§ Given request
Repeat the following entries line for line, with no changes.

(Dataset excerpt)

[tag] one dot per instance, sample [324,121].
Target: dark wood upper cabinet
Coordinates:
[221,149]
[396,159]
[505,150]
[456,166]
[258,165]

§ Exercise result
[tag] one dot per instance, sample [324,121].
Target: dark wood upper cabinet
Coordinates:
[221,149]
[396,159]
[505,150]
[456,166]
[258,165]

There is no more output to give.